[QUOTED PASSAGE]
====================

Snoring and sleep apnoea
Snoring is due to obstruction at either one or multiple levels of your nose and throat. You may have “simple snoring” where your oxygen levels are normal or “obstructive sleep apnoea” (OSA) where you stop breathing briefly with a decrease in your oxygen levels. OSA can lead to daytime sleepiness, waking up unrefreshed, and cardiovascular events (e.g. heart attacks, high blood pressure, and strokes).
How do I know if I have OSA?
You need to have a sleep study done, which is where specialised monitoring is used to diagnose your breathing, heart rate, oxygen levels etc as you sleep overnight in a hospital bed. This is done through a referral to the respiratory sleep physicians. In certain cases a limited sleep study can be done in your own home. Associate Professor Eng Ooi will refer you for a sleep study if required.
How do I treat snoring?
Weight loss, sleeping position, dental appliances, and CPAP are usually sufficient to manage your snoring. If these fail then surgery is an option.

====================

[SUPPLIED RECORDS]
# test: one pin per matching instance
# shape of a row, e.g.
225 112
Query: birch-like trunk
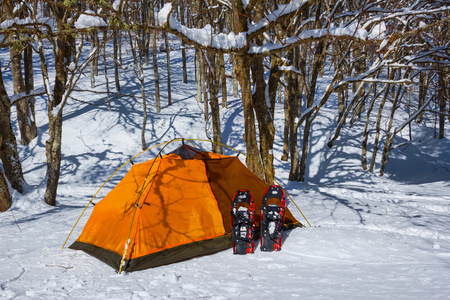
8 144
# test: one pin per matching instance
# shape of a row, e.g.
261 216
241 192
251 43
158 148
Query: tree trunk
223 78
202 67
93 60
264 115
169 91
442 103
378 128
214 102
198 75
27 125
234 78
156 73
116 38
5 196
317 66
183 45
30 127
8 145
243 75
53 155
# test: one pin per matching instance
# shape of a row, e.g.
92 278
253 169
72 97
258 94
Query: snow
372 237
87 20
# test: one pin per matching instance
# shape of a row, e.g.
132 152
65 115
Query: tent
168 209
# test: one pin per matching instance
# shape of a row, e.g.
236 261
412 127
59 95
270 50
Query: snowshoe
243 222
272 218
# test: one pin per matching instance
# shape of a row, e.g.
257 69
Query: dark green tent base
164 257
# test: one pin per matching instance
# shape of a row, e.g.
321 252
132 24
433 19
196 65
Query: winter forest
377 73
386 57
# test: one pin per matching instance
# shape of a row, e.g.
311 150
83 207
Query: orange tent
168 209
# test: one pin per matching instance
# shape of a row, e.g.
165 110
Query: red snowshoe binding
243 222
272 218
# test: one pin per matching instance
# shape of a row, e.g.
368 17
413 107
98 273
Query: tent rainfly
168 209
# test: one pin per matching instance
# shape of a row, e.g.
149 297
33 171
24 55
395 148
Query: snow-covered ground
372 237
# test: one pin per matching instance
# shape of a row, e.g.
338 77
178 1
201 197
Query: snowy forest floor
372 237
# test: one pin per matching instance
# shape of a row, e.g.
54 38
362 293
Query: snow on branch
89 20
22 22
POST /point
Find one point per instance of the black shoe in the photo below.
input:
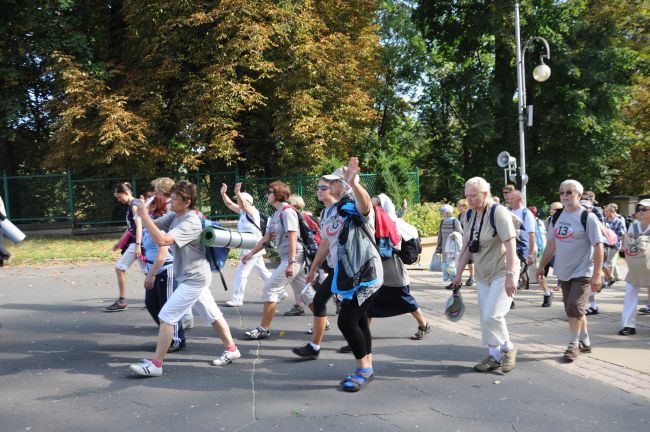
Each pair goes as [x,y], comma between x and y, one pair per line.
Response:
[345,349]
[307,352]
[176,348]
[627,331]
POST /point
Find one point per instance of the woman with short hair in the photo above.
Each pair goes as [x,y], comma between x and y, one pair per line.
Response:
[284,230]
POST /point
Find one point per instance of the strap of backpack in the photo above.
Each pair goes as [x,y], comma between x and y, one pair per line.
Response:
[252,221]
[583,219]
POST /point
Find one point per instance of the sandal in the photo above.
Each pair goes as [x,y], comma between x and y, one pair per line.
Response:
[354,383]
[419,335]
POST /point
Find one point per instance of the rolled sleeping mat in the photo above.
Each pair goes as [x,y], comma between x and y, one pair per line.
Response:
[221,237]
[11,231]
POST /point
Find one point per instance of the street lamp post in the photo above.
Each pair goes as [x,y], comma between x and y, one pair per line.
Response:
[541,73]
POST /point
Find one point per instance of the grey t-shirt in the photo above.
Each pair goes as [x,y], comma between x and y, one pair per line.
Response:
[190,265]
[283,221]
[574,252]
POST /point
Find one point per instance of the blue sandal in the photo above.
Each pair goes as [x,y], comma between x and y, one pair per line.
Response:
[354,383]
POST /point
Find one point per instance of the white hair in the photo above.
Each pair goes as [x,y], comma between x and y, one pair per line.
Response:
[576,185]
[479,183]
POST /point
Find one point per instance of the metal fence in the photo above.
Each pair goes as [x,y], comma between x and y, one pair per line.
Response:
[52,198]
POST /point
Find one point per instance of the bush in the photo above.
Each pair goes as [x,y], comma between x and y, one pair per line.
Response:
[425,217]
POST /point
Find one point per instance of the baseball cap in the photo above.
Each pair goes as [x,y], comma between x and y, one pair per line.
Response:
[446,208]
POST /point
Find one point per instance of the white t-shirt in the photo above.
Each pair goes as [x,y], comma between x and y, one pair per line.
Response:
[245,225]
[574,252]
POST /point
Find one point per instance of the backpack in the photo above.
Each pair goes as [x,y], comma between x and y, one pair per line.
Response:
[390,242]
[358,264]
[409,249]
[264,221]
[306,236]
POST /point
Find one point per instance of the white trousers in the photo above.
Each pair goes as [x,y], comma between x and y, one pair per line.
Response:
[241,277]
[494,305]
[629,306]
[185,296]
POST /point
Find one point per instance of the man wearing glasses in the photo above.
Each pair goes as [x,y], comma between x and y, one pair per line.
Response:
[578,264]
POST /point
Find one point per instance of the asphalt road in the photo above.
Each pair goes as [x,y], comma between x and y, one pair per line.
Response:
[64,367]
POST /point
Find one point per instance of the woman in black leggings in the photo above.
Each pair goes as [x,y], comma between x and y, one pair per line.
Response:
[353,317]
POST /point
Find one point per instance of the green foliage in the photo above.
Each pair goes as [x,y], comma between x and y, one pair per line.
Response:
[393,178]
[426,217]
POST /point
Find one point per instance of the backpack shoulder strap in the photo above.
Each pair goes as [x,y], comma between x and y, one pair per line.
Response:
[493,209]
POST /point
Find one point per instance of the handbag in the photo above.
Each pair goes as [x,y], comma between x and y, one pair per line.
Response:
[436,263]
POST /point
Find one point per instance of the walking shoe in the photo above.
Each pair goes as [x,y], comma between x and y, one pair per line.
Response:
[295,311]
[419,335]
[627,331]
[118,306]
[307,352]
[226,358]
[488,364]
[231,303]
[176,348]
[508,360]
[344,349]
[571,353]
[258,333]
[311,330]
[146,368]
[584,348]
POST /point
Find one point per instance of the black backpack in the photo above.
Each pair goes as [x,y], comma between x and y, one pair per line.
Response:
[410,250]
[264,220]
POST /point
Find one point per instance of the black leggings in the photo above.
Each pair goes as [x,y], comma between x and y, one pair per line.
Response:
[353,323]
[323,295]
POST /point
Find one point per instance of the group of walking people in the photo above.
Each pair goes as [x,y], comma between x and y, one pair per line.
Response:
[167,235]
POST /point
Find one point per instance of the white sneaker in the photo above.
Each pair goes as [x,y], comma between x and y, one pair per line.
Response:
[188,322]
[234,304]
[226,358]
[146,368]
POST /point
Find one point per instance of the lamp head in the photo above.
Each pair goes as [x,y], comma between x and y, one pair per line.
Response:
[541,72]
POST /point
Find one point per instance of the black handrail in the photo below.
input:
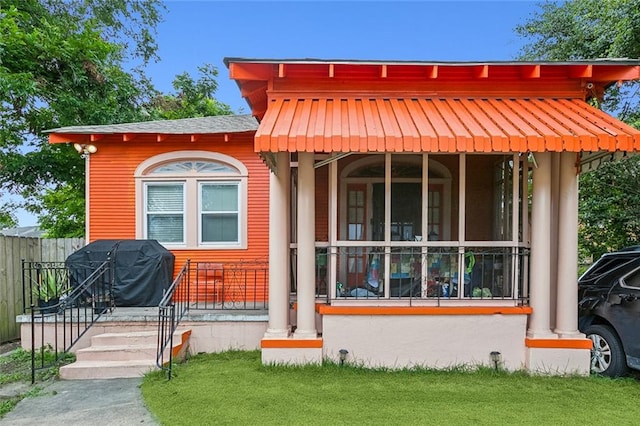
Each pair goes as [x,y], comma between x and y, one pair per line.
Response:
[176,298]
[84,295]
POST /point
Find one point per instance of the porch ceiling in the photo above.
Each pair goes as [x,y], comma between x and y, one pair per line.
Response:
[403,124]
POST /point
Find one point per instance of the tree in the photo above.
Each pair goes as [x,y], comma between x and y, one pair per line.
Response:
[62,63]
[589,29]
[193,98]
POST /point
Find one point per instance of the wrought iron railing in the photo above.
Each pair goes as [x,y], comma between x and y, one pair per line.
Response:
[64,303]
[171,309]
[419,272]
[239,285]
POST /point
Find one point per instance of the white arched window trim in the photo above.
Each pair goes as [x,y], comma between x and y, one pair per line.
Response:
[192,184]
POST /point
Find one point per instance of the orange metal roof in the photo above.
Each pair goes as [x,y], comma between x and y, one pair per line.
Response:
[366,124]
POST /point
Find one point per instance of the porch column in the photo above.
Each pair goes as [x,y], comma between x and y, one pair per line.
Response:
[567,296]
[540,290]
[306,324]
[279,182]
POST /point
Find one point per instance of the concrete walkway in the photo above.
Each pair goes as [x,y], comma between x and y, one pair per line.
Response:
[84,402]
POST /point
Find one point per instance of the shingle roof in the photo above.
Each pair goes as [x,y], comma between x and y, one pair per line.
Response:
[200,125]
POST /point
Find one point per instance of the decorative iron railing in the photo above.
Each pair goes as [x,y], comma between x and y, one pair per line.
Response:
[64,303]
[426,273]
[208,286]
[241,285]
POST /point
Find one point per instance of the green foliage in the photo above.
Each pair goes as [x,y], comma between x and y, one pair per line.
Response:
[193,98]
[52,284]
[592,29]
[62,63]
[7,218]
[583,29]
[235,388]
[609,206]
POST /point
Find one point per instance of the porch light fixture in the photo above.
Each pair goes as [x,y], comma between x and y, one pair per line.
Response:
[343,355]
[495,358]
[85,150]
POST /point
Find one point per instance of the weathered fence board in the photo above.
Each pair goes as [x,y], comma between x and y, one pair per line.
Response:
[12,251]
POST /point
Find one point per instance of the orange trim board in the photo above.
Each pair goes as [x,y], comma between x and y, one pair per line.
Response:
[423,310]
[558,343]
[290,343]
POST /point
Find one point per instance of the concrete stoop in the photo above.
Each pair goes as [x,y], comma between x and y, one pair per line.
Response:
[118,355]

====================

[WORK REQUEST]
Continue the piece on snoring and sleep apnoea from its last sentence.

[EXERCISE RESULT]
Nasal – septoplasty and turbinate reduction (hyperlink to nasal page)
Throat – UPPP (uvulopalatopharyngoplasty) and/or radiofrequency tongue reduction.
A/Professor Eng Ooi has been treating patients with OSA using this surgical technique for selected patients with snoring and obstructive sleep apnoea. Successful surgery means you may not need to use CPAP or snore loudly. A/Professor Ooi is part of the Multi Centre NHMRC trial performing this surgical technique to assess its overall effectiveness in patients with moderate to severe OSA. Please ask for a referral to see A/Professor Ooi if you are interested in surgery for your sleep apnoea.
What is a UPPP?
It is a procedure under general anaesthesia to remove your tonsils, part of the uvula and the redundant tissue of the soft palate. A/Professor Eng Ooi uses a specialised technique to conserve and stitch your soft palate to produce a more natural appearance. The traditional technique of cutting the uvula off and squaring off your soft palate is believed to cause more globus (sensation of a lump) and swallowing difficulties. A/Professor Ooi uses newer techniques to minimise these problems.
What is radiofrequency tongue reduction?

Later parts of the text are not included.